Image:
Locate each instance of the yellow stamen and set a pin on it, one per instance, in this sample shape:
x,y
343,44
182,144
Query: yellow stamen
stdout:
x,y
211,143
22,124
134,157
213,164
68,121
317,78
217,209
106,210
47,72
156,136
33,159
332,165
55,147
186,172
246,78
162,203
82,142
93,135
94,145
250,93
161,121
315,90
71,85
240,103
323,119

++++++++

PROBLEM TO WORK ON
Each line of the listing that includes the word "stamen" should be copied out.

WRITTEN SOLUTION
Locate each instance of the yellow stamen and set a pin on it, one per instance, in this sample shape:
Query: yellow stamen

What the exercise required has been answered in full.